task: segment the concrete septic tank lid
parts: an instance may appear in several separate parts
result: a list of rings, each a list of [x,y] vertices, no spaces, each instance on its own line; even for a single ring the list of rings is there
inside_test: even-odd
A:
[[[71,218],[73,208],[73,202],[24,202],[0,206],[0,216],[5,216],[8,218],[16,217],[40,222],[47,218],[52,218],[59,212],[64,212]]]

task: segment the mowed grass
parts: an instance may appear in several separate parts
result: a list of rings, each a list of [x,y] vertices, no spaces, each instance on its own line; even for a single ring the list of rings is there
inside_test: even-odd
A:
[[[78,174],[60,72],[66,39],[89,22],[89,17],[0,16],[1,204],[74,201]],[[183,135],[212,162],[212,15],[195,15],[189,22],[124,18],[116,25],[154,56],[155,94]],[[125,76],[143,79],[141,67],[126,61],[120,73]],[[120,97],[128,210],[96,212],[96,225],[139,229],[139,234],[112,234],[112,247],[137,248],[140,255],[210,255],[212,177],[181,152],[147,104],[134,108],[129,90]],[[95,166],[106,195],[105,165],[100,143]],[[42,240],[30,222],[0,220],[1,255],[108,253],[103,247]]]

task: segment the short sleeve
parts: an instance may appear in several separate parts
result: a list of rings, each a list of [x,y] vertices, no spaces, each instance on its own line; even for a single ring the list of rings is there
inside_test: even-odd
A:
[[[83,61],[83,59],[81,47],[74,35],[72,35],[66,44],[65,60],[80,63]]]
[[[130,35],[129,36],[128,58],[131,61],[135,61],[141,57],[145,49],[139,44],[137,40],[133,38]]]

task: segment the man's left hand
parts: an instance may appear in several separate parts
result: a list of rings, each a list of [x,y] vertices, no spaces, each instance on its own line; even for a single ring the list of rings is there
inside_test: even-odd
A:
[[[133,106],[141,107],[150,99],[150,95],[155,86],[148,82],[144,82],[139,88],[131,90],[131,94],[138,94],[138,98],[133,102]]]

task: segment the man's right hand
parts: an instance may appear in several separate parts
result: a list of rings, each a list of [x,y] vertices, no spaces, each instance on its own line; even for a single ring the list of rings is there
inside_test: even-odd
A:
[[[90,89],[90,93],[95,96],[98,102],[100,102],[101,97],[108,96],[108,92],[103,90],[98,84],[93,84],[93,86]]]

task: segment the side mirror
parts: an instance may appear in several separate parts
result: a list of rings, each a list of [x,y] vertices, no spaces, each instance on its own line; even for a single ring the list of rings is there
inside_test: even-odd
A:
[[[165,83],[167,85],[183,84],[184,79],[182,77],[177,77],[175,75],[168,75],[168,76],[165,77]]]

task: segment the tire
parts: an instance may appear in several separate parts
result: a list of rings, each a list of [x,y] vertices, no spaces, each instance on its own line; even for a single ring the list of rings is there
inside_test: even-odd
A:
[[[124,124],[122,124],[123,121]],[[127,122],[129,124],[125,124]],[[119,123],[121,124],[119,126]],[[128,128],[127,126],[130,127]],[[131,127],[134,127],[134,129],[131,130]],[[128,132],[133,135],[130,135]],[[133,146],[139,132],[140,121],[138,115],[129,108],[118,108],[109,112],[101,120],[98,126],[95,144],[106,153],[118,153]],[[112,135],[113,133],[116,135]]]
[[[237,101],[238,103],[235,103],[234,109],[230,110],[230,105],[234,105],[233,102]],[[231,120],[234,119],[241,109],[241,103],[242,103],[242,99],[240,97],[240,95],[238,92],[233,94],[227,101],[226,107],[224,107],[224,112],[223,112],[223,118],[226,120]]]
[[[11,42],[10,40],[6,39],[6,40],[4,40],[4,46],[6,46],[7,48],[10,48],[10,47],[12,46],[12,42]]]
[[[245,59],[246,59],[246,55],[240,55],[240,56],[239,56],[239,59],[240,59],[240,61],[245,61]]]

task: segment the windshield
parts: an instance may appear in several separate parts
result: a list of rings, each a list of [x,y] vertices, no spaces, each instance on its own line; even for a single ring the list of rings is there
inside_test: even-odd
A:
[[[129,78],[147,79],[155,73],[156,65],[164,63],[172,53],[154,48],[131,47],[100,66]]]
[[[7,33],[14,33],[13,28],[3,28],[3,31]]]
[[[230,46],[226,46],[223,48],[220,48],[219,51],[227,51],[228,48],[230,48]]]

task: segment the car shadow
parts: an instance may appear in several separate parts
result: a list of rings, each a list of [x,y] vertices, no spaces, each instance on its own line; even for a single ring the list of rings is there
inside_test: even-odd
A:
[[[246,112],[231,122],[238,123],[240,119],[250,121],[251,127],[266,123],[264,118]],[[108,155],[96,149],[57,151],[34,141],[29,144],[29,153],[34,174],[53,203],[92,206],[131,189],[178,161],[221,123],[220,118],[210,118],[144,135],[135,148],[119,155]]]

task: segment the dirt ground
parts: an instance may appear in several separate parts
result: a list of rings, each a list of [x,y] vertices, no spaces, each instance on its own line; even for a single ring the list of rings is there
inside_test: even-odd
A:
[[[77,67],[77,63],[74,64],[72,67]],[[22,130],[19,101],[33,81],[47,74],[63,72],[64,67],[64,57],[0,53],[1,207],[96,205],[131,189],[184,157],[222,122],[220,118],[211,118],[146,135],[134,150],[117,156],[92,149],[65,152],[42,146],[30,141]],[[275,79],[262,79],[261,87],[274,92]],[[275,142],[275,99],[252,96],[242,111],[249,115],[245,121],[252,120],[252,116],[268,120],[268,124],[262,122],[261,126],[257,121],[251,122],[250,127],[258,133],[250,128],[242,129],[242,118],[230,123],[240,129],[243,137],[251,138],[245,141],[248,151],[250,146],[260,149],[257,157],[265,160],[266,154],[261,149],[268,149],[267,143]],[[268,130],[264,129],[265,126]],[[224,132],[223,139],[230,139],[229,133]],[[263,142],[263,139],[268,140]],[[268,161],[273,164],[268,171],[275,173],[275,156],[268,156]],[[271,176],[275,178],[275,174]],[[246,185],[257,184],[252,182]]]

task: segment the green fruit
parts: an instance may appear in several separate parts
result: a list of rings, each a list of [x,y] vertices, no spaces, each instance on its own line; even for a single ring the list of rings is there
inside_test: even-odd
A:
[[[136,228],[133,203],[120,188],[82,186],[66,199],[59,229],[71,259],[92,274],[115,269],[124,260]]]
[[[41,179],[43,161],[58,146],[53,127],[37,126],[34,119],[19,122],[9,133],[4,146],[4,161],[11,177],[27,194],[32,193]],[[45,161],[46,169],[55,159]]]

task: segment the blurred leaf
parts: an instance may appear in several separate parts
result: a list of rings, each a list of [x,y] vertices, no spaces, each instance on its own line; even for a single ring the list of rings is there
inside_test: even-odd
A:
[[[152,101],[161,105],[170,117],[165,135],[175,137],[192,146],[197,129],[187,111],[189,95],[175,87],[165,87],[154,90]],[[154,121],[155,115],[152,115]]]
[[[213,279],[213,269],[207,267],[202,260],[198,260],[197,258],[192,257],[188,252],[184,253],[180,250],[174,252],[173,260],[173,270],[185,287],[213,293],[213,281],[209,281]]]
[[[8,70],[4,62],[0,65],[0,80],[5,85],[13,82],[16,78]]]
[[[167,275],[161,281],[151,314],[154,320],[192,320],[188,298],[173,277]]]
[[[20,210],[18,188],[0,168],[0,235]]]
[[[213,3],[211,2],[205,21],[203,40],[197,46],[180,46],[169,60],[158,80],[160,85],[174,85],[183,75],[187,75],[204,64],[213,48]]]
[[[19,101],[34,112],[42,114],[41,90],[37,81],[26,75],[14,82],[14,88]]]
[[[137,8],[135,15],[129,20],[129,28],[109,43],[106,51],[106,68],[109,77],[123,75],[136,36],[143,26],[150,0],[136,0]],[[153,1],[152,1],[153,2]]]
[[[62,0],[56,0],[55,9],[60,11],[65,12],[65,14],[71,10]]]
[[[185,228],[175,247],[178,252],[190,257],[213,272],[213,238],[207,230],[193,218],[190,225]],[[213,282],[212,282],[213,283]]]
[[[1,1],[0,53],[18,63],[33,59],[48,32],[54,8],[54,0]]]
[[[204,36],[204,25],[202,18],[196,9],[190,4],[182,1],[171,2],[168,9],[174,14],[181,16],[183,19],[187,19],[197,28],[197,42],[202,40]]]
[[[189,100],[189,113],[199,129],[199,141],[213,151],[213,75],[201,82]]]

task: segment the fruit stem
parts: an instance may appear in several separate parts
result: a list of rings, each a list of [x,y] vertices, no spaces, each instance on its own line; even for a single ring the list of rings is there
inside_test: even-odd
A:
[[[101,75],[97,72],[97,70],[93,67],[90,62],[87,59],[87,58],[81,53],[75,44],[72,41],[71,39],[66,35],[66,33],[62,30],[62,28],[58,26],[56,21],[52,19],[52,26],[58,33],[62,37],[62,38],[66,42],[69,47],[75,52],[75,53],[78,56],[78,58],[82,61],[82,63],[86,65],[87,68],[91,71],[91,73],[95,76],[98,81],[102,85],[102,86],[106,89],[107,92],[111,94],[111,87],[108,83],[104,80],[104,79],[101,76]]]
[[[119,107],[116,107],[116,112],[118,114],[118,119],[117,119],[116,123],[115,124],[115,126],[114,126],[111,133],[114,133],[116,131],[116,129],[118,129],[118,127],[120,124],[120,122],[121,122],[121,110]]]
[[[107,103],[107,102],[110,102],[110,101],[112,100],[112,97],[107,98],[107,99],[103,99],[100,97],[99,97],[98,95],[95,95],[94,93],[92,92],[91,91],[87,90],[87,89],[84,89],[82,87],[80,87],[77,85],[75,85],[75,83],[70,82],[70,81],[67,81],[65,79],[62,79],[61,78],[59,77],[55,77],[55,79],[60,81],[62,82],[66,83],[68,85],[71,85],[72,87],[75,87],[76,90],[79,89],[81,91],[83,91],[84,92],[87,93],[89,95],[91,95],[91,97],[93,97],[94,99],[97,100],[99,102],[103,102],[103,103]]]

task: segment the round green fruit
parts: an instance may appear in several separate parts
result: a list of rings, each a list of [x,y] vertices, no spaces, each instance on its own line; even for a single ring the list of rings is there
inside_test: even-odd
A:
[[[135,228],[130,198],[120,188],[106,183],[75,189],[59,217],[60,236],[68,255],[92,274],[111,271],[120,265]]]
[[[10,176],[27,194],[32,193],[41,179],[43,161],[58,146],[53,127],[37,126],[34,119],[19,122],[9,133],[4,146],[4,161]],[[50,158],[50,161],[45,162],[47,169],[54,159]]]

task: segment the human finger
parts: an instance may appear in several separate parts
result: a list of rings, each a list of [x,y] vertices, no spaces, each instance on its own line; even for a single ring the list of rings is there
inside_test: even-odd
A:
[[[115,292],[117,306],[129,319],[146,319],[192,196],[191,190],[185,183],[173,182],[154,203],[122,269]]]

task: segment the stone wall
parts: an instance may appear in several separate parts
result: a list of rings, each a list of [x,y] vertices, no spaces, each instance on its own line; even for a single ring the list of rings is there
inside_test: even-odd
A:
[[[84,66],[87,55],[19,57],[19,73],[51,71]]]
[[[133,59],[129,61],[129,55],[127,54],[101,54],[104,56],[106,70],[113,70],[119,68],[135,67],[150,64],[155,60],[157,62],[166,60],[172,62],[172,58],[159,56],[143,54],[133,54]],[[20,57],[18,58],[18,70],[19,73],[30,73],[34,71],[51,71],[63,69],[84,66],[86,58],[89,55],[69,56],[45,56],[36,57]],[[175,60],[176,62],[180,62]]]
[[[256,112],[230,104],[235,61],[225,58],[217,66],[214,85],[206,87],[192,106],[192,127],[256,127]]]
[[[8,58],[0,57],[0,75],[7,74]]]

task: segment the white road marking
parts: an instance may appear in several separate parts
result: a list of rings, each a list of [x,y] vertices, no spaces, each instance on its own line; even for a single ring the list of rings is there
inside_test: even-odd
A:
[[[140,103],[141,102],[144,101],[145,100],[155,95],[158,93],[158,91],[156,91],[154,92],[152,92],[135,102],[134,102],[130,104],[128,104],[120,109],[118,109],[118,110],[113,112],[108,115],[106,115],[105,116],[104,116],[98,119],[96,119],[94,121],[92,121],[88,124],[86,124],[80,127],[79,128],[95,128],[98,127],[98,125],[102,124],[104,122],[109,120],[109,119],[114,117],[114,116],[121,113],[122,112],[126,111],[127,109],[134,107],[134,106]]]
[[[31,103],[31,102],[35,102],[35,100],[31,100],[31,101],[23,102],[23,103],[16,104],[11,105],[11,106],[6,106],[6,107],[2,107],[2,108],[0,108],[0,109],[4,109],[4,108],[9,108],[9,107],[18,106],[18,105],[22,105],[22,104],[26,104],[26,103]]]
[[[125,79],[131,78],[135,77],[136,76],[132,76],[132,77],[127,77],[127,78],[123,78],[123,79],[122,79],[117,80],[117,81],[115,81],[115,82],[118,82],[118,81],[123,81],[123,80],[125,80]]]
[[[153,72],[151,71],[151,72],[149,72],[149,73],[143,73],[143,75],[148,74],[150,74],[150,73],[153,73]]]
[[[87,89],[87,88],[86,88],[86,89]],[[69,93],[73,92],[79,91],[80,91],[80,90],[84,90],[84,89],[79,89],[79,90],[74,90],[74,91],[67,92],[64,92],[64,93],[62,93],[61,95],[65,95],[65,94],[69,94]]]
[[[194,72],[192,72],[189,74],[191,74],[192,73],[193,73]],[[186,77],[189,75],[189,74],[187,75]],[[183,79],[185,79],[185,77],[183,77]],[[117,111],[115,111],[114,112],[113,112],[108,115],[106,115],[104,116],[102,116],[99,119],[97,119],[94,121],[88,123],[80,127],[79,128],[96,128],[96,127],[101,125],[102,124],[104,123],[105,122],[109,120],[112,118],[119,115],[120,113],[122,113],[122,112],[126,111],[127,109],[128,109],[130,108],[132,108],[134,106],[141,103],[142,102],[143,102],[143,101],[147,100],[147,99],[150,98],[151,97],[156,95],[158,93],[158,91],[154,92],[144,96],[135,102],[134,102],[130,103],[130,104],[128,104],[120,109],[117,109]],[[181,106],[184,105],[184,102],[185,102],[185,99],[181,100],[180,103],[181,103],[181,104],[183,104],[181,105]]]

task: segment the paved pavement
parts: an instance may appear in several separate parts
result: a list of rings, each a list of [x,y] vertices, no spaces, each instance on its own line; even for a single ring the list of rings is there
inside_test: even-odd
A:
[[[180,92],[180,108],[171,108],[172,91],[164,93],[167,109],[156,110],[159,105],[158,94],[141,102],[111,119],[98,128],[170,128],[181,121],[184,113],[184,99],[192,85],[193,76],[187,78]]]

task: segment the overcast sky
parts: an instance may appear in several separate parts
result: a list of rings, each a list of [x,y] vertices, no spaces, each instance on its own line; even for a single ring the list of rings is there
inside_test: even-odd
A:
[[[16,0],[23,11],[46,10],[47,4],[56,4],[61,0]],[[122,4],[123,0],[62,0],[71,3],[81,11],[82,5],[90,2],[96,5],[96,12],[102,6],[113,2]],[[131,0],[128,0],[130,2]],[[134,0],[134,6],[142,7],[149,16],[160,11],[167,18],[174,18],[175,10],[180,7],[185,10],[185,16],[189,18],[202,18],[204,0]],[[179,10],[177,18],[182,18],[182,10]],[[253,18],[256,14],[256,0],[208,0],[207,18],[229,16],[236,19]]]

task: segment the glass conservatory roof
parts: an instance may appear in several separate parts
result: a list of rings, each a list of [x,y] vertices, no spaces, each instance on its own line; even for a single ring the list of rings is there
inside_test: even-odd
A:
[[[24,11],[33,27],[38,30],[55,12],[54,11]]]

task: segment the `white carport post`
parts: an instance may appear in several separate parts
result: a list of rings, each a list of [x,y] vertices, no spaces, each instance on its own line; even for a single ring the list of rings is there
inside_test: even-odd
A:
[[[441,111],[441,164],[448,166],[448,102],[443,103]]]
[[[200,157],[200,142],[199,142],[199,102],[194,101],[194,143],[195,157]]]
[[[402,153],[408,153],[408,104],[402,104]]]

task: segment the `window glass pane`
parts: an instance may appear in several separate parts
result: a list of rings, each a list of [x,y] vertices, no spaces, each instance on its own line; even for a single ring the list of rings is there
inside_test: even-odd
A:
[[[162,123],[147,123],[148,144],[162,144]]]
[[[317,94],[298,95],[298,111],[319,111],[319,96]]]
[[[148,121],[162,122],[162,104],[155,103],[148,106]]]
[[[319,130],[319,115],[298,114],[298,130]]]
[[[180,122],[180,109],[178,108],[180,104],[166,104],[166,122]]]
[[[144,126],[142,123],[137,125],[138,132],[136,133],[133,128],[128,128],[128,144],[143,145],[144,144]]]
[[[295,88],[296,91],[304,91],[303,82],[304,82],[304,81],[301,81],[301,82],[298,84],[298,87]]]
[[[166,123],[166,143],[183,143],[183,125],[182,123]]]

######

Task description
Copy out the lines from the one containing "task: segment the stone wall" to the one containing "[[[8,58],[0,57],[0,75],[7,74]]]", both included, with the request lines left unchanged. Shift every x and y vertex coordinate in the answers up by 72.

Exercise output
task: segment the stone wall
parts: an instance may appear in several separate parts
result: a list of rings, each a list of [x,y] vertices, no spaces, each instance on its own line; even for a single ring the list of rings is there
inside_test: even-odd
A:
[[[156,138],[159,127],[91,129],[91,145],[123,143]]]
[[[205,131],[201,133],[201,127],[199,126],[173,126],[176,128],[178,142],[185,142],[191,140],[207,139],[222,136],[227,132],[229,134],[238,132],[244,134],[244,130],[231,128],[215,126],[205,126]],[[92,129],[90,130],[90,142],[91,145],[102,145],[106,143],[123,143],[135,141],[156,138],[158,130],[161,127],[141,128],[117,128],[108,129]],[[247,132],[248,134],[252,134]]]
[[[328,184],[302,176],[307,133],[297,130],[289,138],[286,157],[278,159],[264,178],[264,199],[328,199]]]
[[[80,130],[72,129],[72,147],[79,146]]]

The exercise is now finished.